Gestellte Aufgabe 1 - Welche drei Schritte sind laut dem Textauszug nötig, um zu einer Entscheidung zu gelangen?

Um zu einer Entscheidung zu gelangen, müssen wir die relevanten Handlungsalternativen identifizieren, ihre jeweilige Vor- und Nachteile evaluieren und deren Bedeutung gewichten, und allein das zu tun, erfordert bereits eine Entscheidung. Danach können wir eine informierte Wahl treffen. Ohne solche Entscheidungen würden wir immer nur Schlussfolgerungen ziehen und dieses und jenes erwägen, aber niemals etwas tun.

Aus einer Sammlung entnommene Daten
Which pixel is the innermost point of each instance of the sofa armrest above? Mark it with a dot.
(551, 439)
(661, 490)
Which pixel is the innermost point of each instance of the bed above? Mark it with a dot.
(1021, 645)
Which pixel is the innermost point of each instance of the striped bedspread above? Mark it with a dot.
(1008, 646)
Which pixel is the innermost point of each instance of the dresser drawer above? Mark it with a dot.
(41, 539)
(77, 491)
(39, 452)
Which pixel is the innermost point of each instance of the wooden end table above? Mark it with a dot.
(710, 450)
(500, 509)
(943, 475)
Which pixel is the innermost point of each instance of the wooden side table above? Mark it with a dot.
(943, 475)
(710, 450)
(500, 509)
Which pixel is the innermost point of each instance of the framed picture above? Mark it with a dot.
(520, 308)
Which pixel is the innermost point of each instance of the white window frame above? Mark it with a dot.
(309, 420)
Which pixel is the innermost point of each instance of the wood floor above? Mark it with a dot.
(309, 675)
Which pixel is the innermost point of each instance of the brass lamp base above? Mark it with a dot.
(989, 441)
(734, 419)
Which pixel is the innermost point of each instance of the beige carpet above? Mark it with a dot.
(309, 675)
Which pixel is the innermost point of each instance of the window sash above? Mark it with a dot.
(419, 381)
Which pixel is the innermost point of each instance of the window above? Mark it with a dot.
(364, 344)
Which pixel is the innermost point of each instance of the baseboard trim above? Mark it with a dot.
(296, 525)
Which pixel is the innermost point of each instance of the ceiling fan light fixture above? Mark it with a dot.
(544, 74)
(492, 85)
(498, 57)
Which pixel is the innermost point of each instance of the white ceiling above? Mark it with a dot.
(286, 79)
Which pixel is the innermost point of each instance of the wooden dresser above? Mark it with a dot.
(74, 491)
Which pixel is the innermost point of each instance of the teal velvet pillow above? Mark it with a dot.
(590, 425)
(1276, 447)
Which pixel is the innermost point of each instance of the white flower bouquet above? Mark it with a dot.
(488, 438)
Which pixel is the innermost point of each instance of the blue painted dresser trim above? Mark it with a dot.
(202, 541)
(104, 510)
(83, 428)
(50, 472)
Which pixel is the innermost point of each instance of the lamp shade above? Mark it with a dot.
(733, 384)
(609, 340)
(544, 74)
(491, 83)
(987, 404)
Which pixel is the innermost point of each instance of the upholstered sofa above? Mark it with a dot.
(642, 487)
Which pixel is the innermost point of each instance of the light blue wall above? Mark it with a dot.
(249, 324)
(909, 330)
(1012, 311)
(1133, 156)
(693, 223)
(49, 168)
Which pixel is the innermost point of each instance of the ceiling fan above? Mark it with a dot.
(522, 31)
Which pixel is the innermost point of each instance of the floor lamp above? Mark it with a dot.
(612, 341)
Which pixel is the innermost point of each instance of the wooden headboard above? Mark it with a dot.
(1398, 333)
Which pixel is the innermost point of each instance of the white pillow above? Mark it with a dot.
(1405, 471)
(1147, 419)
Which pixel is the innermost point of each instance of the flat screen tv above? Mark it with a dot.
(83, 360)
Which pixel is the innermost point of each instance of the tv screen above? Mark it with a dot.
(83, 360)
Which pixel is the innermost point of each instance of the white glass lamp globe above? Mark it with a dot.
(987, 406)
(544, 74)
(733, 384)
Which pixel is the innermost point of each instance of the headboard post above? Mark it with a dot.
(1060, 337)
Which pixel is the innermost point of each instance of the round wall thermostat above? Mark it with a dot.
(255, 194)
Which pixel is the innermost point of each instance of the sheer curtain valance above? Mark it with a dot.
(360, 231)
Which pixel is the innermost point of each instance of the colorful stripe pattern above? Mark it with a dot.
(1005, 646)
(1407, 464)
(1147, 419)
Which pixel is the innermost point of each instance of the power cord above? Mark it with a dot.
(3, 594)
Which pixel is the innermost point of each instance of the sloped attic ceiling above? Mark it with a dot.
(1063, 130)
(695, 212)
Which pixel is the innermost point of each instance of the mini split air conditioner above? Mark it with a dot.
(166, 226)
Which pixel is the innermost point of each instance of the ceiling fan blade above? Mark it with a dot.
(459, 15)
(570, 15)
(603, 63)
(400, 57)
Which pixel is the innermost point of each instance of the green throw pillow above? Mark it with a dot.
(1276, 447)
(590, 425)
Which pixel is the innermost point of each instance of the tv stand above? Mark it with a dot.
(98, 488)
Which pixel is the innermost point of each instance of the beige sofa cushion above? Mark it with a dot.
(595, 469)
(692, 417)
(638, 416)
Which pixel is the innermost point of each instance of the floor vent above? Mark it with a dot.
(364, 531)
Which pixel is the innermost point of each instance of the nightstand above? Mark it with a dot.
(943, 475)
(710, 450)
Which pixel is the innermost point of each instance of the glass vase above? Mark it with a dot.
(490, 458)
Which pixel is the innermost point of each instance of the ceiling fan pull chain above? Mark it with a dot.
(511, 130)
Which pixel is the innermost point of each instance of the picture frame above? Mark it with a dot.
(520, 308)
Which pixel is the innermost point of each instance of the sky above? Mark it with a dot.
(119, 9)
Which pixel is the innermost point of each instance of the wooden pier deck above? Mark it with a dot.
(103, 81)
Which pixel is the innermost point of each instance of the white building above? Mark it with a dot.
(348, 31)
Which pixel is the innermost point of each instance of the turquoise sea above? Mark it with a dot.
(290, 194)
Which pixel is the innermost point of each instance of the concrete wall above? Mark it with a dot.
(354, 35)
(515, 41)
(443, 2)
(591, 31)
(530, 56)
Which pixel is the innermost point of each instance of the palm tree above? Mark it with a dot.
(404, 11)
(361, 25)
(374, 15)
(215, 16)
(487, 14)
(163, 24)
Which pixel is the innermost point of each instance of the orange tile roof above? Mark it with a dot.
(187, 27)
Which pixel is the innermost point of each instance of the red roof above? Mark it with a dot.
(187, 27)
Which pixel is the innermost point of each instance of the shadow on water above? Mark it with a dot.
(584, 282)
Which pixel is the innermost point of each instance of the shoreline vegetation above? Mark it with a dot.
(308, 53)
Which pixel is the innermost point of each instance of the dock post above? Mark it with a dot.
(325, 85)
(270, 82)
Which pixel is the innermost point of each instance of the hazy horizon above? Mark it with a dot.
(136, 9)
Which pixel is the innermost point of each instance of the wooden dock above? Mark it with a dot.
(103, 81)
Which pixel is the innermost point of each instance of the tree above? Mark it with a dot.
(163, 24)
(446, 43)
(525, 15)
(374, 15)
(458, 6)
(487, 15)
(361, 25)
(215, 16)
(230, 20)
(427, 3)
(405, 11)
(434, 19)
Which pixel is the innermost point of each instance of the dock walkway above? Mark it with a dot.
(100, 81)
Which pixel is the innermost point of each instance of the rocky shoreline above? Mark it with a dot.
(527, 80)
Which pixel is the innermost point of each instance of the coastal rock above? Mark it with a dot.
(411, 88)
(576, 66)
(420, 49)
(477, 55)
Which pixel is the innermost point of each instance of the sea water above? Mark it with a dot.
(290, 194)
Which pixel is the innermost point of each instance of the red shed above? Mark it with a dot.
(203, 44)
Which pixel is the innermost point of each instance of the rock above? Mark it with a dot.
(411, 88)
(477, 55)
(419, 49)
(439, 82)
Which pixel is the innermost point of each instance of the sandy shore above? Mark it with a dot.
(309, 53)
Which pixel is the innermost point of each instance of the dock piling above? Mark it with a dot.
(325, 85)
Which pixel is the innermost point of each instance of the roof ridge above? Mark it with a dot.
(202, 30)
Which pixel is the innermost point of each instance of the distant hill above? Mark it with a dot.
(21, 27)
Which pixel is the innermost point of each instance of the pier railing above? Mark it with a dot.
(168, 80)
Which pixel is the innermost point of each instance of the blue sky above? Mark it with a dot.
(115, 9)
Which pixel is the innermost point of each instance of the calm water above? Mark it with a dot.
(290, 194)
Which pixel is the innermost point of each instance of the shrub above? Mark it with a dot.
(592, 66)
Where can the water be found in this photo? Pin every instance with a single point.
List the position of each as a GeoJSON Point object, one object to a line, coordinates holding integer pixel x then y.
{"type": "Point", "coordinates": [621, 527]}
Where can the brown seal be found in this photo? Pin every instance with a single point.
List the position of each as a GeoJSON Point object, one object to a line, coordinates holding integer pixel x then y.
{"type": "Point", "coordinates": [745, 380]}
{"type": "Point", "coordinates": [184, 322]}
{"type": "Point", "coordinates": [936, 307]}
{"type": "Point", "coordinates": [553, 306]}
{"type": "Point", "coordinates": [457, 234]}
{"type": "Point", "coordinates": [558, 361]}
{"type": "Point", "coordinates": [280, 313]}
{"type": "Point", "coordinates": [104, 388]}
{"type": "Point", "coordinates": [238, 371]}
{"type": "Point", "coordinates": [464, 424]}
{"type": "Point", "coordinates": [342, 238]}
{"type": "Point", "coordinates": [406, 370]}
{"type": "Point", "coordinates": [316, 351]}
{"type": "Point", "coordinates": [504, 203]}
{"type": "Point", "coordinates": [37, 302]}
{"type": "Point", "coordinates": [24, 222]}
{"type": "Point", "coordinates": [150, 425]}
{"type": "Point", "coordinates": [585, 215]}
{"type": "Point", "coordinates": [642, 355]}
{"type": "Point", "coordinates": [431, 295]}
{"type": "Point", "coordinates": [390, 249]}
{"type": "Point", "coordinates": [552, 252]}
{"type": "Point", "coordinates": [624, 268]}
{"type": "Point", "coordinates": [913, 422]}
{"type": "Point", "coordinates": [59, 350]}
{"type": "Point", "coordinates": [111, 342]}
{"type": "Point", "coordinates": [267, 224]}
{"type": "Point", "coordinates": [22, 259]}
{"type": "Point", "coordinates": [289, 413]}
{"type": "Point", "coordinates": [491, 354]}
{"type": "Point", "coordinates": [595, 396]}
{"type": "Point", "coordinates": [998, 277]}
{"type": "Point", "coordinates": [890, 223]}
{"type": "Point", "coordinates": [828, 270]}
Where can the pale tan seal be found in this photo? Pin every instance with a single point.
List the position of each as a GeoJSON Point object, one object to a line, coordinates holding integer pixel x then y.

Gestellte Aufgabe 2 - Überführe die Zeilen des Datensatzes in eine Markdown-Tabelle mit den Spalten „Nr.“ und „Zeile“. Beginne bei der ersten Zeile des Datensatzes und gehe bis einschließlich der Zeile mit „(1008, 646)“; Leerzeilen entfallen.

Lösung der Aufgabe 1 - Man muss die relevanten Handlungsalternativen identifizieren, ihre jeweiligen Vor- und Nachteile evaluieren und deren Bedeutung gewichten.

Lösung der Aufgabe 2 -
| Nr. | Zeile |
|---|---|
| 1 | Which pixel is the innermost point of each instance of the sofa armrest above? Mark it with a dot. |
| 2 | (551, 439) |
| 3 | (661, 490) |
| 4 | Which pixel is the innermost point of each instance of the bed above? Mark it with a dot. |
| 5 | (1021, 645) |
| 6 | Which pixel is the innermost point of each instance of the striped bedspread above? Mark it with a dot. |
| 7 | (1008, 646) |